(Dataset items)
************

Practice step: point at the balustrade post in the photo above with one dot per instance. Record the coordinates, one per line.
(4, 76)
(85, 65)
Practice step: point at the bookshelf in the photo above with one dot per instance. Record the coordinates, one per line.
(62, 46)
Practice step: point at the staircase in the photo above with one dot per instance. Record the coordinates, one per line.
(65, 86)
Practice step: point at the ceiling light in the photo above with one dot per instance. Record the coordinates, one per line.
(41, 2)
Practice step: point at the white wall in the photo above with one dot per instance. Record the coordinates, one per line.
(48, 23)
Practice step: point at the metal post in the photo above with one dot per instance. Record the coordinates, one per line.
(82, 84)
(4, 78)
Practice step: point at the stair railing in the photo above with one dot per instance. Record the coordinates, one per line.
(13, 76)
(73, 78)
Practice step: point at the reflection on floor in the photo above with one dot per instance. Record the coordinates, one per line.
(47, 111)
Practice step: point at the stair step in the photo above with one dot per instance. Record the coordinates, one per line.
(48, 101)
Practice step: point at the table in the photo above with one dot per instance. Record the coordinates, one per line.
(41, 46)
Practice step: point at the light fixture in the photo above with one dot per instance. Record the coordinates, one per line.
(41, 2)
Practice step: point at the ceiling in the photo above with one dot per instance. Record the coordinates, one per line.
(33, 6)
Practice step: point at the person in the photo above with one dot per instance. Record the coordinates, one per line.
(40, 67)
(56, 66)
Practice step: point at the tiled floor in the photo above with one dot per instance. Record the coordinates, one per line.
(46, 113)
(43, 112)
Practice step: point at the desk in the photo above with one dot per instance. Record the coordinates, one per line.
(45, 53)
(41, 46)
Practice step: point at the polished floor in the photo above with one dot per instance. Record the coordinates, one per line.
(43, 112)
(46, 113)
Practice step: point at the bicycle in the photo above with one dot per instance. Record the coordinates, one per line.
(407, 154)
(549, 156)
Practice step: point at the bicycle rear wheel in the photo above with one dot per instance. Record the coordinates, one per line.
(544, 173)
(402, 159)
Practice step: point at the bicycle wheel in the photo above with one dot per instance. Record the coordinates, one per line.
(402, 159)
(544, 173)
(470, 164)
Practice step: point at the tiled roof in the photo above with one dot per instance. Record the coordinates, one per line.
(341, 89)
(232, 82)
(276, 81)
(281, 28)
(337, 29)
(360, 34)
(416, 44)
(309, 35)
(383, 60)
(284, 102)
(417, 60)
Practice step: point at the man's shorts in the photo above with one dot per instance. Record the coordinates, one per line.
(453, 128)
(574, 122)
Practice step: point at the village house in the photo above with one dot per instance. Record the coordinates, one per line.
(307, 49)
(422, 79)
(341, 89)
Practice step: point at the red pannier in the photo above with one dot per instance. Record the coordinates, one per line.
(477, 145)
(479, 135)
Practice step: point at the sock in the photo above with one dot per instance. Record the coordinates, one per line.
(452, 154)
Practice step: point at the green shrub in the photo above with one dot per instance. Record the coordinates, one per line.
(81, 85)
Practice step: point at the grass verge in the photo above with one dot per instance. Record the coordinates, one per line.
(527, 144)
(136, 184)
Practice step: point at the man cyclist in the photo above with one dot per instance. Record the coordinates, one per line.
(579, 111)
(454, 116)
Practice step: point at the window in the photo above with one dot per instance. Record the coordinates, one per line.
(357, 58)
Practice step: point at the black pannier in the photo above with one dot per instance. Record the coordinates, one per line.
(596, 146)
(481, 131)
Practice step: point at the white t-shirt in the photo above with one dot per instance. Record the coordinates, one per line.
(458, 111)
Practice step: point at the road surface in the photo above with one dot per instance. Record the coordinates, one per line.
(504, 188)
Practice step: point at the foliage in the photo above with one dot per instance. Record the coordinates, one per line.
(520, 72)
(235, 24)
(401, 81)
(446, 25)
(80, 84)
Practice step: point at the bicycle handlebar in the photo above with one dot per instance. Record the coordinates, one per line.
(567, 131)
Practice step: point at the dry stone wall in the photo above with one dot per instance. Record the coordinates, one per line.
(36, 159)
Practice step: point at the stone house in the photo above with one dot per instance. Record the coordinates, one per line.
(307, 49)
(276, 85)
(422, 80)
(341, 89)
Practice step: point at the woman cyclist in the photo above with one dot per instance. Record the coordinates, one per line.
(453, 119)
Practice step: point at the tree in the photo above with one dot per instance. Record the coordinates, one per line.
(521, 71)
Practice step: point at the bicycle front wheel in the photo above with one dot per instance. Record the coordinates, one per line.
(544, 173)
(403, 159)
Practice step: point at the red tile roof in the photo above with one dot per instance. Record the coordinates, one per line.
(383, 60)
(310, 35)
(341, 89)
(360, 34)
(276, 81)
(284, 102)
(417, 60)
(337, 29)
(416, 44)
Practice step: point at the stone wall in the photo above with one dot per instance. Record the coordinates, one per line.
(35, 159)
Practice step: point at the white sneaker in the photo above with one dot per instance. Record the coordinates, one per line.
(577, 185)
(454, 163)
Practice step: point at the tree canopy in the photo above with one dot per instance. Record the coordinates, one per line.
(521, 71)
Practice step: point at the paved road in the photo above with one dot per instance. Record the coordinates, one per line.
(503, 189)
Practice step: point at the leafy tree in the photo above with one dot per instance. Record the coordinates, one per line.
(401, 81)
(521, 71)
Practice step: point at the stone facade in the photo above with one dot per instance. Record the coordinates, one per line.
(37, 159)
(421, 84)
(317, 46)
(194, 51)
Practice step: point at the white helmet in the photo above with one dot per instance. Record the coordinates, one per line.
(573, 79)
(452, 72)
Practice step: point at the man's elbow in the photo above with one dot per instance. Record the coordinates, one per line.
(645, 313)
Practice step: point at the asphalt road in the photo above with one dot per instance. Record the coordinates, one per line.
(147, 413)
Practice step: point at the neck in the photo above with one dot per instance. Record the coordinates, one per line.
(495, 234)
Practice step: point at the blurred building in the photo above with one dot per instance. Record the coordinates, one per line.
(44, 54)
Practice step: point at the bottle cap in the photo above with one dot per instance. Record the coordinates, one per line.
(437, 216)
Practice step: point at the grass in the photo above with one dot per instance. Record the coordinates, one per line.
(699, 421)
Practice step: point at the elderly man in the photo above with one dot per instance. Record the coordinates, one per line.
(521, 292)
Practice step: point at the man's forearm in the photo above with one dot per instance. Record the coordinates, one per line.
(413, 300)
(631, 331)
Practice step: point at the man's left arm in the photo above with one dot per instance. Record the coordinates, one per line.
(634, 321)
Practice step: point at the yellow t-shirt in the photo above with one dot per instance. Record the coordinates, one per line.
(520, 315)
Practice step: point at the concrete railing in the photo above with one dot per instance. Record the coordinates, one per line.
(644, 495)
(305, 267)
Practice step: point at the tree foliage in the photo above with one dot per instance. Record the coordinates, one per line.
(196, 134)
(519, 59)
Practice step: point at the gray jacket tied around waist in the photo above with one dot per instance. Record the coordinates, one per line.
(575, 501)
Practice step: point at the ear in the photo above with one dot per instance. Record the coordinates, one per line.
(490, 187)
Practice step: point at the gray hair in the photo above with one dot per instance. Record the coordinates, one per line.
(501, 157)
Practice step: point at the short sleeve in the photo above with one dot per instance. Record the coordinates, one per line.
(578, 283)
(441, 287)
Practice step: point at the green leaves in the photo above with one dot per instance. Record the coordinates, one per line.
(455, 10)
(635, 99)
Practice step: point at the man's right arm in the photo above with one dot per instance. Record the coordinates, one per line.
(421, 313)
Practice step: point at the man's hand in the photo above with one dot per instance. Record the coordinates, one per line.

************

*PROBLEM STATEMENT*.
Give the data again. Keep every line identical.

*WRITTEN ANSWER*.
Practice step: point at the balustrade post in the photo above with one dot per instance. Record the coordinates, one per line.
(4, 76)
(85, 65)
Practice step: point at the bookshelf in the photo above with one dot per instance. Record the coordinates, one per line.
(62, 46)
Practice step: point at the staircase in the photo above with one dot per instance. Record the coordinates, one per line.
(65, 86)
Practice step: point at the ceiling light in the photo above with one dot per instance. Record the coordinates, one per line.
(41, 2)
Practice step: point at the white wall in the photo above with one dot per instance. Record the coordinates, one per line.
(48, 23)
Practice step: point at the metal post in the photo above with one dot per instance. Record the coordinates, one per line.
(82, 84)
(4, 78)
Practice step: point at the stair railing in the photo above with one dot per instance. Record the coordinates, one per line.
(13, 76)
(73, 78)
Practice step: point at the reflection on floor in the photo above with one dot per instance. Record the coordinates, one per line.
(47, 111)
Practice step: point at the stair step in the photo above with one dot per instance. Record the coordinates, one per line.
(48, 101)
Practice step: point at the table in the photo above with one dot per instance. Record the coordinates, one per line.
(41, 46)
Practice step: point at the light fixture in the photo above with one dot per instance. Record the coordinates, one per line.
(41, 2)
Practice step: point at the ceiling in the photo above with one dot per instance. Record the coordinates, one per line.
(33, 6)
Practice step: point at the person in the photo above with one dot per instance. Record the coordinates, one per line.
(40, 67)
(56, 66)
Practice step: point at the tiled floor in the photo above with one dot per instance. Record the coordinates, one per line.
(46, 113)
(43, 112)
Practice step: point at the desk in the photo above with one dot per instance. Record the coordinates, one per line.
(45, 53)
(41, 46)
Practice step: point at the polished floor in the photo above with one dot per instance. Record the coordinates, one per line.
(43, 112)
(46, 113)
Practice step: point at the bicycle in the photo above with one dot per instance. Record the coordinates, one per line.
(407, 154)
(549, 156)
Practice step: point at the bicycle rear wheel in the photo above with one dot per instance. Record the coordinates, one per line.
(544, 173)
(402, 159)
Practice step: point at the bicycle wheel in the photo above with one dot per instance. Record the coordinates, one per line.
(402, 159)
(544, 173)
(470, 164)
Practice step: point at the tiled roof in the photo above with one dot per instance. Record the coordinates, one per line.
(341, 89)
(232, 82)
(276, 81)
(281, 28)
(337, 29)
(360, 34)
(416, 44)
(309, 35)
(383, 60)
(284, 102)
(417, 60)
Practice step: point at the man's shorts in the photo above with one dot per instance. Record the coordinates, one per line.
(453, 128)
(574, 122)
Practice step: point at the village house in the photo above with one dot per instance. Record the coordinates, one per line.
(307, 49)
(422, 79)
(341, 89)
Practice step: point at the red pannier in the photo above with one dot per instance. Record the coordinates, one per line.
(477, 145)
(479, 135)
Practice step: point at the sock in the photo above with one dot per instance. Record the coordinates, one per line.
(452, 154)
Practice step: point at the green shrub in the photo above with one dot per instance. Record the coordinates, one per line.
(81, 85)
Practice step: point at the grass verge in the photo above with one dot per instance. Record the coordinates, one per line.
(527, 144)
(136, 184)
Practice step: point at the man cyclist in the photo above with one dot per instance. Record the coordinates, one per line.
(579, 111)
(454, 116)
Practice step: point at the window in the photo above with one dot per instance. Record the coordinates, one per line.
(357, 58)
Practice step: point at the black pannier in the photo above with one dot per instance. Record the coordinates, one per line.
(596, 146)
(481, 131)
Practice step: point at the white t-shirt in the photo above with one dot per instance. Record the coordinates, one per line.
(458, 111)
Practice step: point at the road surface in the photo above with one dot per instance. Record the coordinates, one per line.
(504, 188)
Practice step: point at the foliage in the photo above with one dot per instance. Record the coordinates, one per line.
(520, 72)
(235, 24)
(401, 81)
(446, 25)
(80, 84)
Practice step: point at the bicycle handlebar in the photo above with one dot per instance. Record the coordinates, one per line.
(567, 131)
Practice step: point at the dry stone wall in the photo above with one dot per instance. Record the coordinates, one per line.
(36, 159)
Practice step: point at the stone house in the photo above with one dot per instance. Record the coordinates, one per line.
(307, 49)
(276, 85)
(422, 80)
(341, 89)
Practice step: point at the woman cyclist in the photo above with one dot per instance. Record the coordinates, one per line.
(453, 119)
Practice step: point at the tree in the photo above with one dot per instance. Record the coordinates, one per line.
(521, 71)
Practice step: point at the bicycle front wheel in the photo above with one dot per instance. Record the coordinates, one per line.
(544, 173)
(403, 159)
Practice step: point at the red tile roof in the photo above with one dot per instance. Record the coordinates, one per line.
(383, 60)
(310, 35)
(341, 89)
(360, 34)
(276, 81)
(284, 102)
(417, 60)
(337, 29)
(416, 44)
Practice step: point at the stone wall in the photo above with one dot per instance. Record the coordinates, one per line.
(35, 159)
Practice step: point at the white sneaker in the photo above with one dot per instance. Record the coordinates, one per line.
(577, 185)
(454, 163)
Practice step: point at the tree canopy in the photo above with one dot per instance. Record the coordinates, one per line.
(521, 71)
Practice step: point at the paved road in the photo above with one dot per instance. Record the coordinates, one per line.
(503, 189)
Practice step: point at the leafy tree in the photo above with one dot per instance. Record the coordinates, one per line.
(401, 81)
(521, 71)
Practice step: point at the stone facade in the photo above with one dot per instance. Record the coordinates, one per line.
(37, 159)
(421, 84)
(317, 46)
(194, 51)
Practice step: point at the white helmet in the photo above with one dot per instance. Record the coordinates, one per line.
(573, 79)
(452, 72)
Practice step: point at the man's elbow in the photo above with one dot per instance. Record the coordinates, one per line.
(645, 313)
Practice step: point at the asphalt road in the photo above with one dot per instance. Record the coordinates, one per line.
(147, 413)
Practice step: point at the neck in the photo above with one dot per instance. Record the coordinates, one per line.
(495, 234)
Practice step: point at the blurred building in the photo above with one dot per instance. Record the coordinates, one per line.
(44, 54)
Practice step: point at the bottle cap in the photo above with one dot per instance. Record the coordinates, one per line.
(437, 216)
Practice step: point at the grass in the photo above with one dot per instance. Record the coordinates, one per line.
(699, 421)
Practice step: point at the elderly man in the photo above with one dot per instance. Record the coordinates, one per line.
(521, 292)
Practice step: point at the man's forearm in the photo above with one dot per instance. Record the coordinates, one per line.
(413, 300)
(631, 331)
Practice step: point at the man's left arm in the photo above with one dot per instance. Record the coordinates, one per line.
(634, 321)
Practice step: point at the yellow t-shirt in the photo above with one dot per instance. Record the coordinates, one per line.
(520, 315)
Practice step: point at the concrete railing in the photo above with one dot per instance. Record the coordinates, one per line.
(644, 495)
(305, 267)
Practice step: point at the tree foliage in the photo above with one dot per instance. Record the coordinates, one per line.
(196, 134)
(519, 59)
Practice step: point at the gray jacket tied around waist in the photo above with one dot per instance. Record the coordinates, one per line.
(575, 501)
Practice step: point at the ear in the photo above with one dot per instance. Record the coordinates, one per line.
(490, 187)
Practice step: point at the gray hair in the photo above with one dot per instance. Record the coordinates, one per line.
(501, 157)
Practice step: point at the short sleeve in the photo above with one dot per instance. Record the coordinates, one per line.
(578, 283)
(441, 287)
Practice step: point at the green leaves in the photo above with one dot per instance. Record the coordinates, one per line.
(455, 10)
(635, 99)
Practice step: point at the man's right arm in the photo above with one dot per instance. Record the coordinates, one per line.
(421, 313)
Practice step: point at the man's hand in the photo above with one dot per instance. Record the coordinates, one per line.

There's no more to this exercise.